#### [Stored rows]
*****

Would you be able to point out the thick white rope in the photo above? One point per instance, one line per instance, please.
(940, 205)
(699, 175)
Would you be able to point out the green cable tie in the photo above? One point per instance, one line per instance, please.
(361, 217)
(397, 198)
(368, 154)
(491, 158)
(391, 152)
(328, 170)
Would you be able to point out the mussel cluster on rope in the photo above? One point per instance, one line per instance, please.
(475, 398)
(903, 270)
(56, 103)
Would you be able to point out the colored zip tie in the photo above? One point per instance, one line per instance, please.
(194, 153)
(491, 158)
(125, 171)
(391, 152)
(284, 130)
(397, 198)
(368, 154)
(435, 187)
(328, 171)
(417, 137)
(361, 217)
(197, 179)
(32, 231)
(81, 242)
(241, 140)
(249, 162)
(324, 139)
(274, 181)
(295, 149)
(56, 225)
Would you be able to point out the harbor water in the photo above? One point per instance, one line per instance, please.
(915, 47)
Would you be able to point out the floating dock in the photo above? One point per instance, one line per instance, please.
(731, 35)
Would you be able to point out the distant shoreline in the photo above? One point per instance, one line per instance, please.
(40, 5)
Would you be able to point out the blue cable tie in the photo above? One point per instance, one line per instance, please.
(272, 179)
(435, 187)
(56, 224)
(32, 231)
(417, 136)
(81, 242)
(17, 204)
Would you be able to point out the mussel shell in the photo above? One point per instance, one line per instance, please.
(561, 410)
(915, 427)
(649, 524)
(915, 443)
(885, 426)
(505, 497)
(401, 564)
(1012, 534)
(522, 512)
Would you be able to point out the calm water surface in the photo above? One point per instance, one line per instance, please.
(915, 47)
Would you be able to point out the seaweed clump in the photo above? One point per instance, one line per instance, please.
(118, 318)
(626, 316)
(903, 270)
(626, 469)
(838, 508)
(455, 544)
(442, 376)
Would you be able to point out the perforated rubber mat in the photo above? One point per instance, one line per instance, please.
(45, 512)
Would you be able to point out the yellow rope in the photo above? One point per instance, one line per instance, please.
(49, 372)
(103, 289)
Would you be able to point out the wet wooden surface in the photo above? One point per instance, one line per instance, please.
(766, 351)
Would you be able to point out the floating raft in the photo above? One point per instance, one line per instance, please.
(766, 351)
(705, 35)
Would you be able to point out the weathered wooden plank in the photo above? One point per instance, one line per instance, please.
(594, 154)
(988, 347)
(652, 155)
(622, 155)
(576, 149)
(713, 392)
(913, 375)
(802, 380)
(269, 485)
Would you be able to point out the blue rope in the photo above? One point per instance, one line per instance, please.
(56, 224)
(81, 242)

*****

Reproduce the lines of the entries above exactly, but only from the line containing "Would you be able to point out the seaweed" through the final line.

#### [Expected output]
Would you be able to point out the seaweed clump in the photo above? One point per instance, one line per instance, please.
(118, 318)
(626, 316)
(903, 270)
(626, 469)
(838, 508)
(455, 544)
(442, 376)
Would you be able to point out the perforated rubber mat in the photo above? One point per instance, one line per instance, please.
(45, 512)
Would you be able to point out the yellow rope in the photo above? One point per instance, one line per instance, please.
(49, 372)
(103, 289)
Would you be able to point out the wet wooden surface in the photo above? One point per instance, one line per instance, please.
(766, 351)
Would you be able to point out the floating raft in the photo above? One point per instance, one line per instance, please.
(766, 351)
(705, 35)
Would you be able to point out the weathered wooden plank in the photo above? One point per instance, one line per instance, please.
(594, 154)
(988, 347)
(652, 155)
(622, 155)
(576, 149)
(713, 392)
(913, 375)
(802, 380)
(269, 485)
Would you be able to point out the blue rope in the photo above? One point per instance, one line per instance, please.
(56, 224)
(81, 242)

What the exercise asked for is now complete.